___ MATERIAL SHOWN ___

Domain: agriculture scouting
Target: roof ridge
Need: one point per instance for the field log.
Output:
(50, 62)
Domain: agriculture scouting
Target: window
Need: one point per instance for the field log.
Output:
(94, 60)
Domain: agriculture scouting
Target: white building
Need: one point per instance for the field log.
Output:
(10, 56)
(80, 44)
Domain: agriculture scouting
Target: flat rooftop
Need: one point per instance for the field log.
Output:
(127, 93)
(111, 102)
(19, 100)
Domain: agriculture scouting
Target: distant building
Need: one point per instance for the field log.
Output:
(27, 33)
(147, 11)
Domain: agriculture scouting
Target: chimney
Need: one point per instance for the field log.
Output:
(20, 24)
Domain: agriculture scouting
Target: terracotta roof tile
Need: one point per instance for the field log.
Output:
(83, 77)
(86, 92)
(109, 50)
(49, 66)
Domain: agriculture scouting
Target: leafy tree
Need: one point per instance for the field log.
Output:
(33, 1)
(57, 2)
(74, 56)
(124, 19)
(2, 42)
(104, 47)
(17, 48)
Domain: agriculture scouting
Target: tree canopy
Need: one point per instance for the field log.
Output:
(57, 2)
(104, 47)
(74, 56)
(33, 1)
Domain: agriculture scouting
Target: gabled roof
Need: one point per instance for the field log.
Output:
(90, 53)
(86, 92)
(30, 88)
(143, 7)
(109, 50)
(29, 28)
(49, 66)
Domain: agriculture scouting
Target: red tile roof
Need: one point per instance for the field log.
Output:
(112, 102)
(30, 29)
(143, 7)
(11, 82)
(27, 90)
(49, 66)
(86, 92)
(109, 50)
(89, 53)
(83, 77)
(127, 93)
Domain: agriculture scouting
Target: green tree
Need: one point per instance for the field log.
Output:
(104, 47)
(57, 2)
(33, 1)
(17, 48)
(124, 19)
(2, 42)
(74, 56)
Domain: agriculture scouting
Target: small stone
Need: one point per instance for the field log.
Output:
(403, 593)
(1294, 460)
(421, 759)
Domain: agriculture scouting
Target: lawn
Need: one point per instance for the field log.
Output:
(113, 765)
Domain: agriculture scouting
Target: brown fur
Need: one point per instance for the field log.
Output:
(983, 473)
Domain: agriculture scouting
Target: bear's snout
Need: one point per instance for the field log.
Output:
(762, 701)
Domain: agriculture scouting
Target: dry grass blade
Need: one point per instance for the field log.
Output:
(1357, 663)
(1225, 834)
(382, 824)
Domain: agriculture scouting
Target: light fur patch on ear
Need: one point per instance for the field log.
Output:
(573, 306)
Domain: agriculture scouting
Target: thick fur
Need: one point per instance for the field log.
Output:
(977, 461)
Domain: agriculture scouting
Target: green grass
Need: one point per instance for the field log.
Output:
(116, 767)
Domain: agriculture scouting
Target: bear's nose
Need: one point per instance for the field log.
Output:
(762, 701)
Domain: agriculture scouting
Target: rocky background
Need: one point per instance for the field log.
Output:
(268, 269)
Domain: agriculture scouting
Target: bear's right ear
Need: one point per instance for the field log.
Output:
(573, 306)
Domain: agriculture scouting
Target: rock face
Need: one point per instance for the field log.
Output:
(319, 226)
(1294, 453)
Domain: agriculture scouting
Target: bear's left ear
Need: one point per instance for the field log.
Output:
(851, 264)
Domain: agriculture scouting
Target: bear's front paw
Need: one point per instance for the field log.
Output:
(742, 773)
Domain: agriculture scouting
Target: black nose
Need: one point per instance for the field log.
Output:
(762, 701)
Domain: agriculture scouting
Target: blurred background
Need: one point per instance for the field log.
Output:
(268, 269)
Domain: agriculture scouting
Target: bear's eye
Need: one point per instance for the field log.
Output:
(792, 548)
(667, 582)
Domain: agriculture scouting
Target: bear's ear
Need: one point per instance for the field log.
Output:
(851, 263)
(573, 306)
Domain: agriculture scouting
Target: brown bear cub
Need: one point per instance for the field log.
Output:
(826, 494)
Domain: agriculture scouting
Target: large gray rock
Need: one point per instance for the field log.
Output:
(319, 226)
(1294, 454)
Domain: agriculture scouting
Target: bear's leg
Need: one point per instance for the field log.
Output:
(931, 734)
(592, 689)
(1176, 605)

___
___ MATERIAL SHOWN ___

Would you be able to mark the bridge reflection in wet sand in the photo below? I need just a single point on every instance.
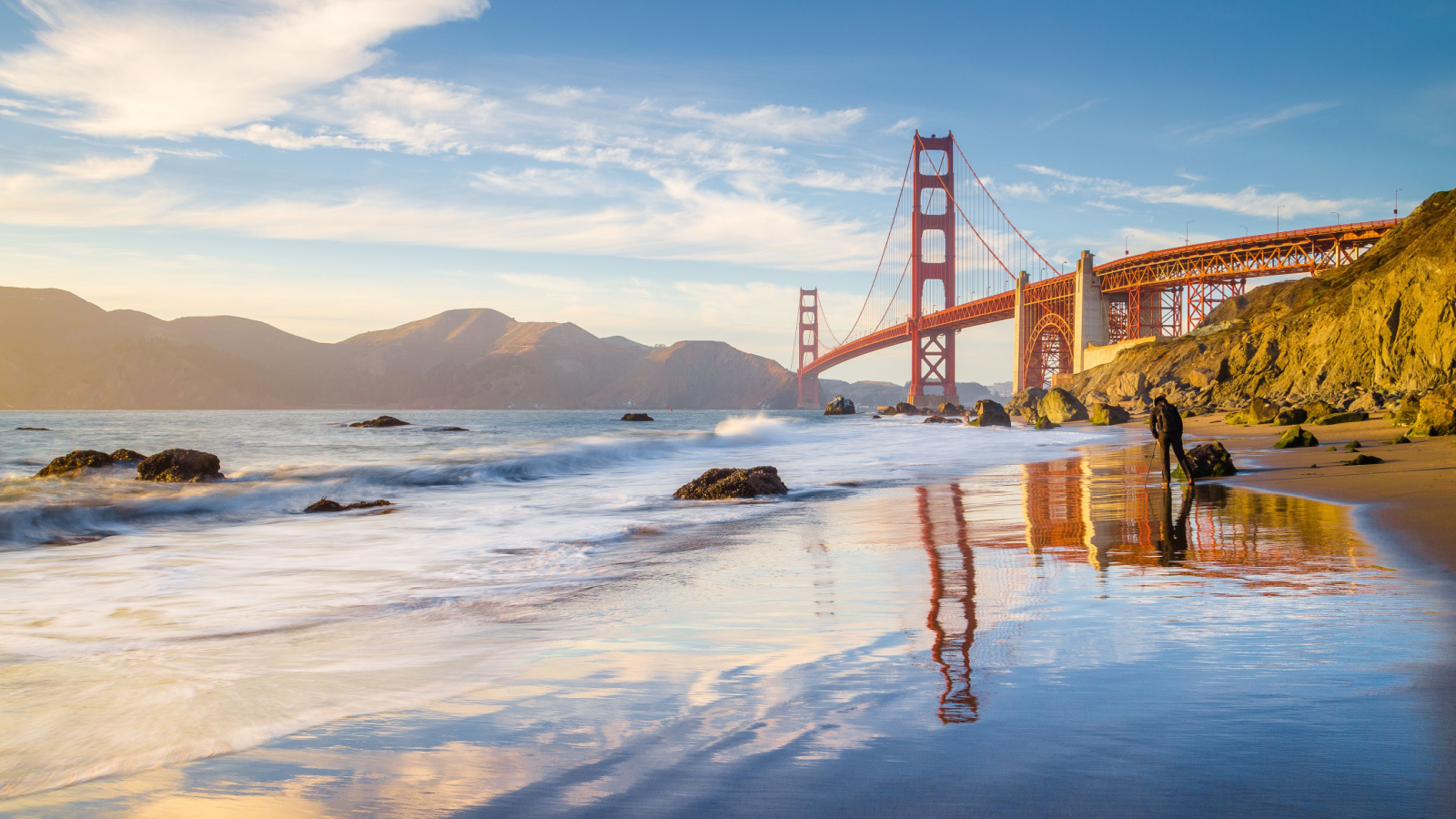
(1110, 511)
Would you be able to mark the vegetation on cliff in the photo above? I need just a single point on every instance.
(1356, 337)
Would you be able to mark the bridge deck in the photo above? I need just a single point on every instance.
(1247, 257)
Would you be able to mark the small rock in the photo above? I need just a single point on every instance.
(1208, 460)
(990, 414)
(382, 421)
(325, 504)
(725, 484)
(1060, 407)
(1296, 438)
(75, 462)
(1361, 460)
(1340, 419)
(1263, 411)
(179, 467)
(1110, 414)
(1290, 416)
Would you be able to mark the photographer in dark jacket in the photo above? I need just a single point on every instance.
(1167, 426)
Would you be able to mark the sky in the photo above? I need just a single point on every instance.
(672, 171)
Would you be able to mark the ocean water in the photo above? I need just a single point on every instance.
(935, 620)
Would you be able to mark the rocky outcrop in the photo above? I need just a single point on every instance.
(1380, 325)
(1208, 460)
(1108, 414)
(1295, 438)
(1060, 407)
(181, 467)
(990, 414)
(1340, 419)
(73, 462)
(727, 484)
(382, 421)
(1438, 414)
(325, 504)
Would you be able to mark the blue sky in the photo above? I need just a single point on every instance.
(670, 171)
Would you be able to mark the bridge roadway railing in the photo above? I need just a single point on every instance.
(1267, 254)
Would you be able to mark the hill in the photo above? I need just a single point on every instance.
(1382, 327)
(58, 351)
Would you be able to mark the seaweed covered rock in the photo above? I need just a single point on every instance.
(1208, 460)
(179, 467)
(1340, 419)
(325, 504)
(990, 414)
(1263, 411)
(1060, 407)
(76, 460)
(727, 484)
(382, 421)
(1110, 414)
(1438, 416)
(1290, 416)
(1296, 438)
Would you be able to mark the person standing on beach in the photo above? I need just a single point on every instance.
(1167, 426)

___
___ MATERIAL SHOWN ___

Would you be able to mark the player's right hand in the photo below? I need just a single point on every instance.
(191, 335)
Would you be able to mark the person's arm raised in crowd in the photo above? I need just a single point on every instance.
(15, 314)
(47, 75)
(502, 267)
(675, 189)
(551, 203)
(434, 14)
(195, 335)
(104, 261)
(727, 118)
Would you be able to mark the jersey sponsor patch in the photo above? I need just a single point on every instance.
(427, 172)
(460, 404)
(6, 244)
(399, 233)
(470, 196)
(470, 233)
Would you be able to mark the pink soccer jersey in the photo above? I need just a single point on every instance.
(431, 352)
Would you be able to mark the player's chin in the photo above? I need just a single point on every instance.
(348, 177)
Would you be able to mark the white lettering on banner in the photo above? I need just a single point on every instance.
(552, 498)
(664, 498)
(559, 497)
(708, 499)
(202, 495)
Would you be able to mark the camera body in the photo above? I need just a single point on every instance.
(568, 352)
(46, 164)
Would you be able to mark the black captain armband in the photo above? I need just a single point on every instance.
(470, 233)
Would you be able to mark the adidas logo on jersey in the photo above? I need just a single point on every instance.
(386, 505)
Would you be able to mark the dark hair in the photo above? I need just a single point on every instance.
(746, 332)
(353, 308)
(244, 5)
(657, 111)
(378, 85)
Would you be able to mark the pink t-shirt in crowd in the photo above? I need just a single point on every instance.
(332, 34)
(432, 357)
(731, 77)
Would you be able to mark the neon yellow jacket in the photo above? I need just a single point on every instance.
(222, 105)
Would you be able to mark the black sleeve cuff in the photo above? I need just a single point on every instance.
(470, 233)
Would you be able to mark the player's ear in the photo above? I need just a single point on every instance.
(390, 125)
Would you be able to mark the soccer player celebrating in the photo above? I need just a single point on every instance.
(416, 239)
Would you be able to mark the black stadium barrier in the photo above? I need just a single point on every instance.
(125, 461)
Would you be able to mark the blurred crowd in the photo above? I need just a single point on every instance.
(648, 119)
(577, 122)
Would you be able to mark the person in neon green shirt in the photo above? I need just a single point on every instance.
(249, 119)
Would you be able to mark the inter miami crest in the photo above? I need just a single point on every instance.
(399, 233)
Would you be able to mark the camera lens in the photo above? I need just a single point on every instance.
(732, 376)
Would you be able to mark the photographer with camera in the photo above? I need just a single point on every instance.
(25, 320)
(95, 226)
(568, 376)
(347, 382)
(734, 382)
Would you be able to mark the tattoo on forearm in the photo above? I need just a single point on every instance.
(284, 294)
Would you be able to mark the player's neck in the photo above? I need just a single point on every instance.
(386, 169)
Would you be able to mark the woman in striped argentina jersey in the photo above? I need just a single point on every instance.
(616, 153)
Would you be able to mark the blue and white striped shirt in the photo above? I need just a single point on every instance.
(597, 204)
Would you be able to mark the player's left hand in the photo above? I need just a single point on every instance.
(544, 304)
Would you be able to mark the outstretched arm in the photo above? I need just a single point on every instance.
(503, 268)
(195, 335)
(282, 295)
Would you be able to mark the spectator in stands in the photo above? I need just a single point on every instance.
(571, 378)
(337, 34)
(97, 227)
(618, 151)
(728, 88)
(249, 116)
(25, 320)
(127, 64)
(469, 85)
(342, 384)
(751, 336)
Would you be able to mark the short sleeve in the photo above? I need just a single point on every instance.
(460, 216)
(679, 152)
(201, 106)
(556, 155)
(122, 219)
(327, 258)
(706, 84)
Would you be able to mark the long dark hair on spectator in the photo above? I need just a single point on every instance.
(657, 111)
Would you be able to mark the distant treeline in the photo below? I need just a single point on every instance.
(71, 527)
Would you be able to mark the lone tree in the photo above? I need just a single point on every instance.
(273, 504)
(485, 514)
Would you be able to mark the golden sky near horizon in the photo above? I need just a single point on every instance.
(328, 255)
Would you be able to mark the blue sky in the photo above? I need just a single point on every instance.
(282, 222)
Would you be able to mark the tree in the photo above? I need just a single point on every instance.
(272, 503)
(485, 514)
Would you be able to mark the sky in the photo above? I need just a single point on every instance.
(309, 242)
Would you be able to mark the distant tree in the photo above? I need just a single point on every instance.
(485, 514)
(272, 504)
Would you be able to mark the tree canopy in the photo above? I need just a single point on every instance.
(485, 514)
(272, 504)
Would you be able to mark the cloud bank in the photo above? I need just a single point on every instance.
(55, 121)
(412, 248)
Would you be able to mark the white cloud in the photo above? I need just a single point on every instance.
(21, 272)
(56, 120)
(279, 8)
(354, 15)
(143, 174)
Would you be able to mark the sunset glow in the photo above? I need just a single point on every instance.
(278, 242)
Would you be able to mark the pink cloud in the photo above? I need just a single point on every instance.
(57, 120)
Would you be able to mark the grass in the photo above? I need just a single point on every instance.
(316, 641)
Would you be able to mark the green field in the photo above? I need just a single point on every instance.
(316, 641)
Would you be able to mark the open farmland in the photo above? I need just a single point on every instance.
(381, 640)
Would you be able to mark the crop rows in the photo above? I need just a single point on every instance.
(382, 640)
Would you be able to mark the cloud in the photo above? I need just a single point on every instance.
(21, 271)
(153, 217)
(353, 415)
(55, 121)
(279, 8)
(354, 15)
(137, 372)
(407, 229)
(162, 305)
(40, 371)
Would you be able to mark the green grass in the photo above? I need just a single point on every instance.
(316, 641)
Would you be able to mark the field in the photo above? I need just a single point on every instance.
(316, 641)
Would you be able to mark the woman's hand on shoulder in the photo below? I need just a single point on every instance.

___

Reproduce without alteration everything in the items above from the line containing "Would you be able to mark the vegetation" down to the line containing "(1247, 257)", including both of those lines.

Would you be able to mark the vegetation on cliff in the photo above? I need just a single point on every instance.
(1356, 337)
Would you be able to mark the bridge deck in the photo above? I need just a single point on every instance.
(1247, 257)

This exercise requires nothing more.